> **Problem to solve**
Transcribe word for word the lines spanning the line with "the blue uniform" through the end of the records.

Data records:

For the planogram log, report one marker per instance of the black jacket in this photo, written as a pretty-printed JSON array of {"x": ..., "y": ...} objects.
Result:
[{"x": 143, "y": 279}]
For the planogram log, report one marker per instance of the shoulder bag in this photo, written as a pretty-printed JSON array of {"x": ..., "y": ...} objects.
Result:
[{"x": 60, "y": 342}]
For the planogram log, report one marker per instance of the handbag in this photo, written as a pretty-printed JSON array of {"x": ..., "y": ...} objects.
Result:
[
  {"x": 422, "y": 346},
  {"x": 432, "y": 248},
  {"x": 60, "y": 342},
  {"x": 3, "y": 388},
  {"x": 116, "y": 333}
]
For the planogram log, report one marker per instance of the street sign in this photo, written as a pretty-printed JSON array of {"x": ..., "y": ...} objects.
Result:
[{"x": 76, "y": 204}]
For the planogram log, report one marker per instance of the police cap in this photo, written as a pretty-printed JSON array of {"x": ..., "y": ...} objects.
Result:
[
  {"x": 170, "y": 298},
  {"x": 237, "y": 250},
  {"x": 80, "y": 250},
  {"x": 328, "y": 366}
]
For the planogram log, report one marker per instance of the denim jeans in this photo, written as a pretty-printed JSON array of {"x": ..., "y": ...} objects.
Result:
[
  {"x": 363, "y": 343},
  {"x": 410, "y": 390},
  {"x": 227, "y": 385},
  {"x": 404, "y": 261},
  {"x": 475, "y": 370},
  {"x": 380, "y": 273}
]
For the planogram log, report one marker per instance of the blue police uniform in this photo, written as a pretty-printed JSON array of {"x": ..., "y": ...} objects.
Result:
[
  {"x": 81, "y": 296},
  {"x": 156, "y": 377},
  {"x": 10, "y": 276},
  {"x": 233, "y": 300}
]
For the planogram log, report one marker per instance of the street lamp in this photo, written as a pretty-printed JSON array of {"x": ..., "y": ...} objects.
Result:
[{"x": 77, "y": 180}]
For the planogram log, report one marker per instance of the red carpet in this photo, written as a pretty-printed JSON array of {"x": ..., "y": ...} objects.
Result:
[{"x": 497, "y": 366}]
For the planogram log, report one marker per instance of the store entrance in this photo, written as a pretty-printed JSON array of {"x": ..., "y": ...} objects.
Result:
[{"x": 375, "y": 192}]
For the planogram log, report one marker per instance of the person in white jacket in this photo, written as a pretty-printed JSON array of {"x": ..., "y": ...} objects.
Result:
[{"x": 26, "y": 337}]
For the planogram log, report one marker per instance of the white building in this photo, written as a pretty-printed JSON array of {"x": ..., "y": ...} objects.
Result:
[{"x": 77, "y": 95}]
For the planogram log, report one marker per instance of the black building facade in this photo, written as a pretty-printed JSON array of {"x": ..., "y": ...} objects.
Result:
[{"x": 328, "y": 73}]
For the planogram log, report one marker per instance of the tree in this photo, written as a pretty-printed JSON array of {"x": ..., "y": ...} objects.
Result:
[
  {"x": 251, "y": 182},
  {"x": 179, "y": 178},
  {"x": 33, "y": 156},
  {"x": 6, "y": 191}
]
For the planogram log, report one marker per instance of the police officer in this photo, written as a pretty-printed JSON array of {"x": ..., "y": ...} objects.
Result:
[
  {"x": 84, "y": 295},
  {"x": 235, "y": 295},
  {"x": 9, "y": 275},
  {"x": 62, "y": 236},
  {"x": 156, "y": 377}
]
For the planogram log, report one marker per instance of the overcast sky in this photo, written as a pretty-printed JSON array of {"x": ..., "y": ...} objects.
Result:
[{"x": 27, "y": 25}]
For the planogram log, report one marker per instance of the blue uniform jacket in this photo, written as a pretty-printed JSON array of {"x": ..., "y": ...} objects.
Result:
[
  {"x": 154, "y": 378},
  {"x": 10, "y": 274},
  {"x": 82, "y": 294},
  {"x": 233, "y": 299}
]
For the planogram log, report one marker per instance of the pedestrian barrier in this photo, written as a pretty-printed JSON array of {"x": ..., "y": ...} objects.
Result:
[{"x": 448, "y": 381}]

> **Answer for the task**
For the planogram log, report one marker per instance of the blue uniform jacket in this photo, written as a pretty-printed JSON array of {"x": ..., "y": ...} objects.
Result:
[
  {"x": 154, "y": 378},
  {"x": 10, "y": 274},
  {"x": 82, "y": 294},
  {"x": 233, "y": 299}
]
For the planogram log, report one marker per instance of the pedestrian barrier in this photo, written as a pretty-printed JSON array of {"x": ..., "y": ...} objects.
Result:
[{"x": 448, "y": 381}]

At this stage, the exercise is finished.